_Coordinate annotation items:_
☆ ☆ ☆ ☆

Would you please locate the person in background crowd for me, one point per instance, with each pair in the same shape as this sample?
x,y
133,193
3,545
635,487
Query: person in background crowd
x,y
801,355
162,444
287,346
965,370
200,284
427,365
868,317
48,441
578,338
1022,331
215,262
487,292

☆ ☆ ☆ ☆

Print every line of the items above without changing anything.

_EXERCISE RESPONSE:_
Would you please locate the person in background crowd for me, one point per instance, with each pair in the same shape as this sample?
x,y
133,193
3,545
635,487
Query: person in background crowd
x,y
801,355
162,444
287,346
965,370
200,284
427,365
868,317
48,441
578,338
1022,331
215,262
487,292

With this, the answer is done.